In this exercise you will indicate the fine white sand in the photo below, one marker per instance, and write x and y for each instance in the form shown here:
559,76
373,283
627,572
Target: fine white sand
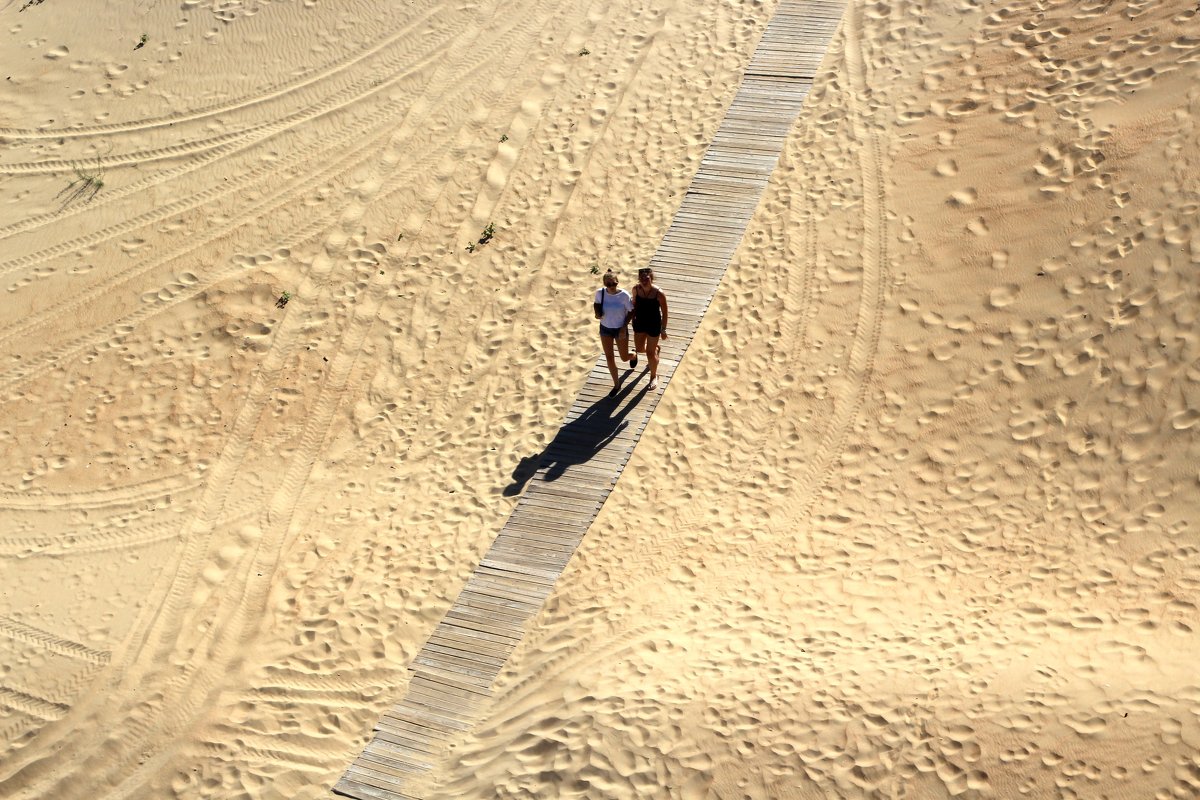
913,518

------------------------

§ GIVEN PROBLEM
Reproduce every entry above, including the request text, but increase each coordinate given as an answer by 42; keep the sample coordinates in the request unchanged, and leave out the pictures.

§ ANSWER TO THIS EXERCISE
In this exercise you will indicate the fine white sand in the photo below, one marker per instance, and write x and y for each instance in the form shown here:
559,76
373,283
627,572
Target: fine white sand
955,560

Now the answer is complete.